» EXERCISE OBJECTIVE
From the data that follows, copy every line holding the string "machine".
DATA PROVIDED START
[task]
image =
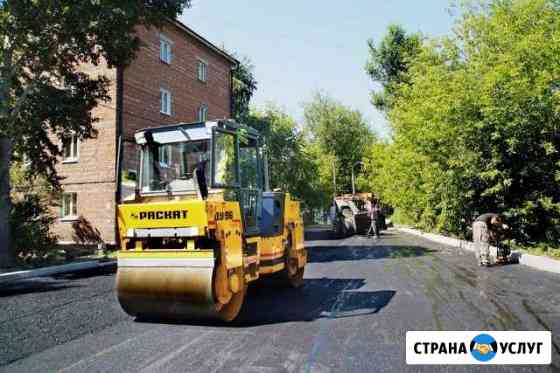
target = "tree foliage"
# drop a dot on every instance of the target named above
(476, 127)
(244, 86)
(339, 136)
(388, 63)
(292, 166)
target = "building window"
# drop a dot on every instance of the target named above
(164, 49)
(70, 149)
(202, 71)
(164, 155)
(69, 206)
(165, 101)
(202, 114)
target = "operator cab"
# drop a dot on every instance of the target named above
(202, 160)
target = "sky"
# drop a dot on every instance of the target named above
(301, 47)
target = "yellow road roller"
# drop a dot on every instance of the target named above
(202, 224)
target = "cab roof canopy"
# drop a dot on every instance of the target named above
(196, 131)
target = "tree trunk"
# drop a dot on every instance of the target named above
(6, 254)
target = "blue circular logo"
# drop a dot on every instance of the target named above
(484, 347)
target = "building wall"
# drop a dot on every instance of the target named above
(144, 78)
(93, 177)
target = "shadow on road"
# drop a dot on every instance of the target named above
(29, 287)
(326, 254)
(319, 233)
(46, 284)
(318, 298)
(87, 273)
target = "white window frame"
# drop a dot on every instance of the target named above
(74, 150)
(165, 104)
(202, 70)
(72, 208)
(202, 113)
(165, 49)
(165, 151)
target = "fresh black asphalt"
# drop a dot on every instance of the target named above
(359, 299)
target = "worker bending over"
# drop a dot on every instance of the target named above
(487, 228)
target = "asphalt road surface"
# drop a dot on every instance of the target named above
(359, 299)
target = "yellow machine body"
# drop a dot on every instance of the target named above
(183, 257)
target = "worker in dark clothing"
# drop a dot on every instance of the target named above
(374, 215)
(487, 229)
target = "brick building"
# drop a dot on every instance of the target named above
(177, 76)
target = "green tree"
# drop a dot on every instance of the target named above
(292, 166)
(339, 135)
(476, 128)
(43, 92)
(389, 61)
(244, 86)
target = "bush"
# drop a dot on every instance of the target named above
(31, 221)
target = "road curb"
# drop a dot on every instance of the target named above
(538, 262)
(56, 270)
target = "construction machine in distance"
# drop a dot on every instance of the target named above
(203, 224)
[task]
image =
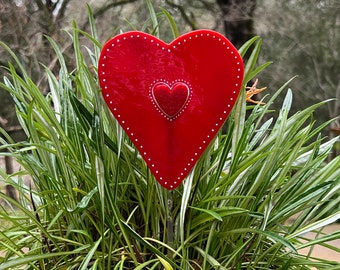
DATA PROVIDED END
» TASK RESPONSE
target = "yellow machine body"
target = "construction machine in distance"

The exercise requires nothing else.